Task statement.
Format the lines of the items below as a JSON list of strings, one string per line and no blank lines, starting at the line that contains "outline green foliage" and ending at the line that contains "POLYGON ((45 262, 38", both included.

◇ ◇ ◇

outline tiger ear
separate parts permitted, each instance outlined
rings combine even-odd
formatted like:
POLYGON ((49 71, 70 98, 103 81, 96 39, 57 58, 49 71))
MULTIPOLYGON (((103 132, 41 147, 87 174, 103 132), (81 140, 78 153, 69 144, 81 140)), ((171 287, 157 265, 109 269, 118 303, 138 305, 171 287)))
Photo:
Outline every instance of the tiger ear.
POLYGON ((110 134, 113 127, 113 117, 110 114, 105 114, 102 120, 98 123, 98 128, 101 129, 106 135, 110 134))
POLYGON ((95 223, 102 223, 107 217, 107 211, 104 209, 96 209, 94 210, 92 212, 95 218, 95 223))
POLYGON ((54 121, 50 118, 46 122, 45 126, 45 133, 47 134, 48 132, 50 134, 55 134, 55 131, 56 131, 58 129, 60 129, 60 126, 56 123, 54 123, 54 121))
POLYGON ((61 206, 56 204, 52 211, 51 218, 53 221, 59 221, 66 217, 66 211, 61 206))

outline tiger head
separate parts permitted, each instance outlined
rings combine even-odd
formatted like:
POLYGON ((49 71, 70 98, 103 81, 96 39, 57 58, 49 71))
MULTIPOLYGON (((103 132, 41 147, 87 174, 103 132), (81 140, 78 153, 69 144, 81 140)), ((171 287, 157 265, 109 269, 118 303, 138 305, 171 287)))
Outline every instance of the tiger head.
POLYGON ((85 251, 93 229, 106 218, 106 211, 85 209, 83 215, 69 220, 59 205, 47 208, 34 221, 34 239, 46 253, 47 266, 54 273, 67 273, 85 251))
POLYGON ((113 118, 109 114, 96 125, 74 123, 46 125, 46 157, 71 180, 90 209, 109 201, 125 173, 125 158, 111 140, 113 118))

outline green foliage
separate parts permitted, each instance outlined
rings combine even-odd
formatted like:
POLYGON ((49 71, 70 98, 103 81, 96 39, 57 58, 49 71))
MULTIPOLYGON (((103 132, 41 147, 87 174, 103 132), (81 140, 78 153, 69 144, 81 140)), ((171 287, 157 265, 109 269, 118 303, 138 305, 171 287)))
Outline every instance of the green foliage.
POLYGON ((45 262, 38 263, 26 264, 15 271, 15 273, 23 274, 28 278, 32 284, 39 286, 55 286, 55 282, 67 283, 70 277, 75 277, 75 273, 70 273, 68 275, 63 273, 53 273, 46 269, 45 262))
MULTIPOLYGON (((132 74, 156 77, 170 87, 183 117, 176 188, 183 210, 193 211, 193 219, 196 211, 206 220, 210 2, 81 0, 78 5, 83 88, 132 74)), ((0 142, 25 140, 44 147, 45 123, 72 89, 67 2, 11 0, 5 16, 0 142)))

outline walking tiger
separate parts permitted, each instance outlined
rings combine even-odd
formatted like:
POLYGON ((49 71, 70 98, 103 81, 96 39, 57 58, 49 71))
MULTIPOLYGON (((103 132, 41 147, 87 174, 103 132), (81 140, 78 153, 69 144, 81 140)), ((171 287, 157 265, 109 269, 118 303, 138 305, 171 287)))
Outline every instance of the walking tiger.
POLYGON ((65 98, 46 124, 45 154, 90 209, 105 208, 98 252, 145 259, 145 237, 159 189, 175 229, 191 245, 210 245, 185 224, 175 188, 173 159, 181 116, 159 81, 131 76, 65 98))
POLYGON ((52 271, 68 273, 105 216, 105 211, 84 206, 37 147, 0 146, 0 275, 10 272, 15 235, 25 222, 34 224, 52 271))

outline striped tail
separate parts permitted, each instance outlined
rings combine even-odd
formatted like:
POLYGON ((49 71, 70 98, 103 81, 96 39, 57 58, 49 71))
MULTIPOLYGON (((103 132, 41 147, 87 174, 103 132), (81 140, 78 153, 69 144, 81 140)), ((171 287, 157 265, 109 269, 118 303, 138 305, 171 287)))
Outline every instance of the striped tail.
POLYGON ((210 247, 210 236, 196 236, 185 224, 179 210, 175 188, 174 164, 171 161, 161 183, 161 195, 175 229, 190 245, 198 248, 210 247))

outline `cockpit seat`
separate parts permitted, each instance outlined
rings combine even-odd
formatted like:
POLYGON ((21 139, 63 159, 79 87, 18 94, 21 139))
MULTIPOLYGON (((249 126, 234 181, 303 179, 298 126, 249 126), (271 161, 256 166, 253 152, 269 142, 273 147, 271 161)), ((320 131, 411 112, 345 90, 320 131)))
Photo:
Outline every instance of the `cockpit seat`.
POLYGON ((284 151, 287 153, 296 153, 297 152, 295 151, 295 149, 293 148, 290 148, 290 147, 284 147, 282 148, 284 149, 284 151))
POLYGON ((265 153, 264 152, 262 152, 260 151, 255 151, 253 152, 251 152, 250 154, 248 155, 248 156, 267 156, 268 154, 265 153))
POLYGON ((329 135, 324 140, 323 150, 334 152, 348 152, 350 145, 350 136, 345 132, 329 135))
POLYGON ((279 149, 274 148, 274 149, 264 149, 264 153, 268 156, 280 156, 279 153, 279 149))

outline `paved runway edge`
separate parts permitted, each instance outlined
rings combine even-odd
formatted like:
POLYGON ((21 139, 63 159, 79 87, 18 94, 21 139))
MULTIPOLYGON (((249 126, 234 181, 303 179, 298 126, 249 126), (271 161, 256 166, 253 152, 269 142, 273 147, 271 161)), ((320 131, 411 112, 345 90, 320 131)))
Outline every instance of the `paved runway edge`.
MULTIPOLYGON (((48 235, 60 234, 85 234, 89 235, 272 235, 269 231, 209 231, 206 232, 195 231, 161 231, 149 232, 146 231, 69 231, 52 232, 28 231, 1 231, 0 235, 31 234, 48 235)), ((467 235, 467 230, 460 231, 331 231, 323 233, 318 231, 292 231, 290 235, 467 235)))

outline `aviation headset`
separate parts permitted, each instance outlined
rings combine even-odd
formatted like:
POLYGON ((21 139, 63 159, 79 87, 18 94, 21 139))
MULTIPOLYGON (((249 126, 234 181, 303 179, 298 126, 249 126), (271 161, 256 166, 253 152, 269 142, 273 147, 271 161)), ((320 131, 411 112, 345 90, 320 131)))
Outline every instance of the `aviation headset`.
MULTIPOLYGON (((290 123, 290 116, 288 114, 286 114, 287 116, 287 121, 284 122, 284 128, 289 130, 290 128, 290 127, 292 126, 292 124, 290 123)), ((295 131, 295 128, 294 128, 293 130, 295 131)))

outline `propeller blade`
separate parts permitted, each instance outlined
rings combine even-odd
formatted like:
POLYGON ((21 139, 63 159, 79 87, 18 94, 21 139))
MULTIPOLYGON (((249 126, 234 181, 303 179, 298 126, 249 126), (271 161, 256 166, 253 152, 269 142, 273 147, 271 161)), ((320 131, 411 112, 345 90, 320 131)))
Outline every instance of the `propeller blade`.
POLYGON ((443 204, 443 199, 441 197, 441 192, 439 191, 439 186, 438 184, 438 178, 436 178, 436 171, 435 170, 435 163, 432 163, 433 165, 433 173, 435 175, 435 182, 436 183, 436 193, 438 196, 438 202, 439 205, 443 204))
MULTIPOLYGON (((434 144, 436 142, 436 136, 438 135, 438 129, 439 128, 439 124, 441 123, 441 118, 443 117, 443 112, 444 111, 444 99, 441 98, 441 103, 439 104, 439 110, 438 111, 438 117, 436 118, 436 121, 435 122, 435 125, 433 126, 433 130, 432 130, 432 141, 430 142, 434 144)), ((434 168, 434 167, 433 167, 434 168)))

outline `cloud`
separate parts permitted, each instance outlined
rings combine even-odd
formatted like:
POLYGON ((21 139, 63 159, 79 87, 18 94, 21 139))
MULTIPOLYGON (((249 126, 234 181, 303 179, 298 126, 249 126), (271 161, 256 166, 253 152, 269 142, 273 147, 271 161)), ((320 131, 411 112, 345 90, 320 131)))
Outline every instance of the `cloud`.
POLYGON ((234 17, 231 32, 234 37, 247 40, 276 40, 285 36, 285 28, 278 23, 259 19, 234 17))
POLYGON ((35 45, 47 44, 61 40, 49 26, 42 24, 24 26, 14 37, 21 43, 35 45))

◇ ◇ ◇

Output for this exercise.
[
  "outline green foliage",
  "separate parts permitted, each instance outlined",
  "rings combine even-odd",
  "formatted like:",
  "POLYGON ((49 71, 70 98, 103 81, 96 39, 57 58, 49 71))",
  "MULTIPOLYGON (((103 132, 41 147, 87 174, 103 132), (81 140, 78 153, 69 144, 81 140)), ((171 287, 157 265, 109 269, 118 303, 138 305, 171 287)))",
  "Outline every instance of the green foliage.",
  "POLYGON ((45 262, 38 263, 26 264, 15 271, 15 273, 23 274, 28 278, 32 284, 39 286, 55 286, 55 282, 67 283, 70 277, 75 277, 75 273, 70 273, 68 275, 63 273, 53 273, 46 269, 45 262))"
]